What you need to do: Copy out all of the rows below word for word, with nothing changed.

Dataset rows on where objects are located:
** Start **

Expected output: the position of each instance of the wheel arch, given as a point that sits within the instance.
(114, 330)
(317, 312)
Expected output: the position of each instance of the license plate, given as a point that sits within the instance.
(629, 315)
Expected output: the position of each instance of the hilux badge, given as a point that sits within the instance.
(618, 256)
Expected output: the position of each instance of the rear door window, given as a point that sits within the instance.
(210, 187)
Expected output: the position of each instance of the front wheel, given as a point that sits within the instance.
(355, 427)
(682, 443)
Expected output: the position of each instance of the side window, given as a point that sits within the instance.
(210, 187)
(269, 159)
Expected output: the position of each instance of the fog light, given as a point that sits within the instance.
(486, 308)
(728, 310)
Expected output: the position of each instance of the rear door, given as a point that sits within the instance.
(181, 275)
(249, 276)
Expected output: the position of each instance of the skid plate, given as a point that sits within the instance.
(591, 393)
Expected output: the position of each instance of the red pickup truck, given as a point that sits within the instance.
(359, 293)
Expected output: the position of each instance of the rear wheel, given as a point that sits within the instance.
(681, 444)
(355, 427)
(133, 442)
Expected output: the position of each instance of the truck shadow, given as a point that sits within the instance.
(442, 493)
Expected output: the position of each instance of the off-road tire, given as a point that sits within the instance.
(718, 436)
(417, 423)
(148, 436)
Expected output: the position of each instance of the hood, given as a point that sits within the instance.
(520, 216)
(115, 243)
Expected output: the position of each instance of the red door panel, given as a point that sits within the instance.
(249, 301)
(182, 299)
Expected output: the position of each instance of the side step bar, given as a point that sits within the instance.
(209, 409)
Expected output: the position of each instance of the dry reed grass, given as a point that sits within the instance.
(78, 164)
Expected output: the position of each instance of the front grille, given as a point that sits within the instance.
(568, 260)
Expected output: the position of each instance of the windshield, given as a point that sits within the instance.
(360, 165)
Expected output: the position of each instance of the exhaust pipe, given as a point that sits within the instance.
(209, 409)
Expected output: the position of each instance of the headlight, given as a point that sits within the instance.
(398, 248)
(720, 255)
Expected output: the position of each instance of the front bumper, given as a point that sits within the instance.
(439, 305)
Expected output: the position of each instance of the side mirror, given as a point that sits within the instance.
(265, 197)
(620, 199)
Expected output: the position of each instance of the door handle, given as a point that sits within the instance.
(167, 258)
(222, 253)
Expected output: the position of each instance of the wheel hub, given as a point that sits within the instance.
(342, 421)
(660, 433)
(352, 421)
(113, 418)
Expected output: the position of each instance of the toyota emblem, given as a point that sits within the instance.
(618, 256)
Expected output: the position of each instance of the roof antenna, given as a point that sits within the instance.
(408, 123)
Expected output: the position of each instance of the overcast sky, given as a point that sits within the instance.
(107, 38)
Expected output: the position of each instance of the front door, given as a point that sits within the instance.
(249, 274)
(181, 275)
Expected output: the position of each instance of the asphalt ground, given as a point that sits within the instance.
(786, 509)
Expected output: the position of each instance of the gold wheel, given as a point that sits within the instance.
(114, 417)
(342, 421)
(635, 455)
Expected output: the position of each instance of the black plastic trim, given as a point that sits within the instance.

** End **

Correct answer:
Expected output: the position of each instance of the wheel arch, given as a point that sits within the instance.
(114, 330)
(317, 312)
Expected output: the position of each instance of the license plate, given as a point that sits within the instance.
(629, 315)
Expected output: the position of each instance of the hilux badge, given as a point that sits within the instance.
(618, 256)
Expected output: the position of each instance of the rear door window, given as a point that sits within the instance.
(210, 187)
Expected output: the position of each instance of the front wheel, given as a point that sits within the instance.
(355, 427)
(682, 443)
Expected output: the position of each instance of the side window, given as a point that sits within the instance.
(210, 187)
(269, 159)
Expected output: the position of each instance of the fog light, given as a point that sits within the instance.
(486, 308)
(728, 310)
Expected output: the position of each instance of the rear door, given as a point that sits within the instance.
(181, 275)
(249, 276)
Expected output: the position of each instance of the skid plate, given as a point that sits within the instance.
(591, 393)
Expected output: the position of each instance of the red pickup truck, given as a point that sits within the instance.
(359, 293)
Expected output: the position of each instance of the rear wheel, given as a point that sits within the instance.
(681, 444)
(355, 427)
(133, 442)
Expected output: the position of each instance of the truck shadow, given as a point that sits within the instance.
(442, 493)
Expected output: the position of each instance of the off-road tire, given as a point that sits within the instance.
(718, 436)
(417, 423)
(148, 436)
Expected output: the position of each instance of the hood, given as a point that sits within the instance.
(520, 216)
(115, 243)
Expected output: the position of each instance of the red door panel, given as a point that sits within the instance.
(249, 301)
(182, 299)
Expected output: the position of each instance of the side step bar, given as a point that sits within the instance.
(209, 409)
Expected output: the position of each instance of the dry reed grass, given as a point that sits within the instance.
(78, 164)
Expected output: the position of each instance of the front grille, given as a point that sits within the instance.
(568, 260)
Expected output: the position of each instance of the windshield, given as a point that sits within the instance.
(360, 165)
Expected output: the position of each instance of the exhaust pipe, given as a point that sits within the instance.
(209, 409)
Expected output: the position of each instance of the headlight, given as a point that sits within the instance.
(398, 248)
(720, 255)
Expected output: the position of each instance of the front bumper, given as a point that sits within the instance.
(439, 305)
Expected output: the position of each instance of the side mirror, given as a point that sits within the instance.
(265, 197)
(620, 199)
Expected output: the position of each instance of the door handle, given as a point that sits within the instance.
(167, 258)
(222, 253)
Expected output: the position of each instance of the wheel hub, given as a point that sits within the instance.
(342, 421)
(660, 433)
(352, 421)
(113, 418)
Expected output: the position of each instance of the toyota emblem, given as a point that sits within the instance.
(618, 256)
Expected output: the position of each instance of the roof antenna, given as a point that sits within the instance.
(408, 123)
Expected output: the position of each instance of the overcast sky, given as a point that sits within the instance.
(107, 38)
Expected output: the position of each instance of the front door, given as a point that sits within the instance.
(249, 274)
(181, 275)
Expected output: the position of each instance of the asphalt ground, given as a point that sits within the instance.
(786, 509)
Expected output: the position of each instance of the gold wheel, given as a point that sits within the instance.
(114, 417)
(342, 421)
(635, 455)
Expected output: the position of each instance of the black plastic trim, given as a point that sits within the instance.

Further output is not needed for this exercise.